* [Your assignment]:
Find the line holding "Could you point to the dark" in the entries below. Give it again exactly, along with every line after it up to and including the line holding "Could you point to the tower".

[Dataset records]
————
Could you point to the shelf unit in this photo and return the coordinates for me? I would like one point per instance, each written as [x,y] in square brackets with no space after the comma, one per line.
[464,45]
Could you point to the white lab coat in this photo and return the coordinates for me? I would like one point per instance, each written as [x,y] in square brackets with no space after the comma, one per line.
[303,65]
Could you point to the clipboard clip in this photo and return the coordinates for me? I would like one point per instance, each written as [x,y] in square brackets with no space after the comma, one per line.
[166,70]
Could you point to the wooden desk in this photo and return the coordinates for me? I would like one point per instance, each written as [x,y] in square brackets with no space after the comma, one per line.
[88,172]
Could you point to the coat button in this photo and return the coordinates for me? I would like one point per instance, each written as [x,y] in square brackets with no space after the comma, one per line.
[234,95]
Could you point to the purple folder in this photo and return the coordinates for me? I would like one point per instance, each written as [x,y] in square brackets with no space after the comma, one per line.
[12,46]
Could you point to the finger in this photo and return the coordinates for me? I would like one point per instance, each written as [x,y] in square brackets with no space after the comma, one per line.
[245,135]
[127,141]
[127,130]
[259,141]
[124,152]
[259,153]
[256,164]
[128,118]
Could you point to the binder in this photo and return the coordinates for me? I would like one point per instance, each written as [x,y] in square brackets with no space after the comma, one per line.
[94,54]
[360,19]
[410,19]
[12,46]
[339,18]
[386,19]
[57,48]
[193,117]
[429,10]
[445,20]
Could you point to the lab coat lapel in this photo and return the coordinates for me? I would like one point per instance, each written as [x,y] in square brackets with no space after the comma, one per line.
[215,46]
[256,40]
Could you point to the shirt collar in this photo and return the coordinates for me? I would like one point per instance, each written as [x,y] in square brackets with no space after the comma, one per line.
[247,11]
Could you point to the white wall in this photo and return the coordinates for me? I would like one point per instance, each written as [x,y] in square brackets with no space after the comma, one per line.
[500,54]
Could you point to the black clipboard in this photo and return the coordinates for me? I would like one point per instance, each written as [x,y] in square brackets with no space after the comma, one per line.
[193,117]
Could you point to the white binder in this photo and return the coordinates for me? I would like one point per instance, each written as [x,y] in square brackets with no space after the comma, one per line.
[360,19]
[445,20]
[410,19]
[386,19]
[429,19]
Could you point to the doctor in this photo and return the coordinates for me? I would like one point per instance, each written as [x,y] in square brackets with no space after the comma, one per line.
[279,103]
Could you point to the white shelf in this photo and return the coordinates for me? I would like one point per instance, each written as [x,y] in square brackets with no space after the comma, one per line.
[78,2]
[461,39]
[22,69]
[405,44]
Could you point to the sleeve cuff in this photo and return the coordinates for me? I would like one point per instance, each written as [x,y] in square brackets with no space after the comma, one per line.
————
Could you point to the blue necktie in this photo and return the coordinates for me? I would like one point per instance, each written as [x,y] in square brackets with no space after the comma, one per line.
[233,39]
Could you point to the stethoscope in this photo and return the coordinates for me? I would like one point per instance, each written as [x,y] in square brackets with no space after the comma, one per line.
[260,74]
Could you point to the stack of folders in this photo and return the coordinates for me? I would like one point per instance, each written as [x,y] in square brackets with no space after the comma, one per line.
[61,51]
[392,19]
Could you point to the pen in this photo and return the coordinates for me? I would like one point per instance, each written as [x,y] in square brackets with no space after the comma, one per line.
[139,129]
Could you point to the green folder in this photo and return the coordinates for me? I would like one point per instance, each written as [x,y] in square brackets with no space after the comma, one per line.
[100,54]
————
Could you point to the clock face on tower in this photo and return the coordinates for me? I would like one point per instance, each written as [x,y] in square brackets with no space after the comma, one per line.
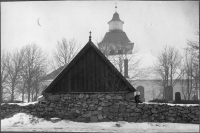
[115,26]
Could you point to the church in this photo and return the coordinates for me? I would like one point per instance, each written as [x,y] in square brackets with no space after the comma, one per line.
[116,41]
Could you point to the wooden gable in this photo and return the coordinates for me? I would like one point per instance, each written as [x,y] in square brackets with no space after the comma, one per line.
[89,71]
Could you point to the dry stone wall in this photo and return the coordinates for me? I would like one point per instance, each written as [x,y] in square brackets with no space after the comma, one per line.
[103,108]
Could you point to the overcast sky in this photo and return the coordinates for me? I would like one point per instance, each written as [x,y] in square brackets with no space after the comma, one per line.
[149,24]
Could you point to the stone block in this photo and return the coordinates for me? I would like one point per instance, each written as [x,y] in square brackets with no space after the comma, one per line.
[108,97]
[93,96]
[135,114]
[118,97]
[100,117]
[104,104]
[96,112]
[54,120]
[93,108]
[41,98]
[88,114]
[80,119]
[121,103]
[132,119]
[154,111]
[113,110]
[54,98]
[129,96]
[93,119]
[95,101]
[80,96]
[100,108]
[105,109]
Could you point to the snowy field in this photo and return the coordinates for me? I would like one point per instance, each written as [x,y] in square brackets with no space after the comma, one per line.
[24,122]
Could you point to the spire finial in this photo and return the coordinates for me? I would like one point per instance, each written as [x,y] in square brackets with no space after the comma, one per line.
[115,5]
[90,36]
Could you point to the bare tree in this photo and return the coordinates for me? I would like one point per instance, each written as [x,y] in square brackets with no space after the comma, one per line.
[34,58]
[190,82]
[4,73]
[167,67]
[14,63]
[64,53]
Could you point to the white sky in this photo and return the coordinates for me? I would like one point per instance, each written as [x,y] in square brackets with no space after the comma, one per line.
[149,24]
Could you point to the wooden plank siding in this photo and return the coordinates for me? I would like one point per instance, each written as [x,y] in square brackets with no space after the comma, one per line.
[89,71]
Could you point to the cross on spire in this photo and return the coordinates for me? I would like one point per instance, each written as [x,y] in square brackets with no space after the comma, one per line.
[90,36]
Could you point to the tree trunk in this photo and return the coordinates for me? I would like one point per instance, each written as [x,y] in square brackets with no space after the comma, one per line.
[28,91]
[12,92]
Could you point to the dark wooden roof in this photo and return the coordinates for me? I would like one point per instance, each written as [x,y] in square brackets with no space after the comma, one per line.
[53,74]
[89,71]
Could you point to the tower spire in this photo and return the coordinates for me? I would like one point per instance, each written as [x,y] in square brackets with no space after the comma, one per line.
————
* [Output]:
Could you point to the dark wooden roof in this photo and return the coordinates for me? I would like one point per instance, each written as [x,y] in square brackets with no space after the comma, one per line.
[53,74]
[89,71]
Could you point to the tower spire in this photo and return the coordinates for me? I would like one point per instance, each written as [x,y] in square brackets with no space after the comma, one per line.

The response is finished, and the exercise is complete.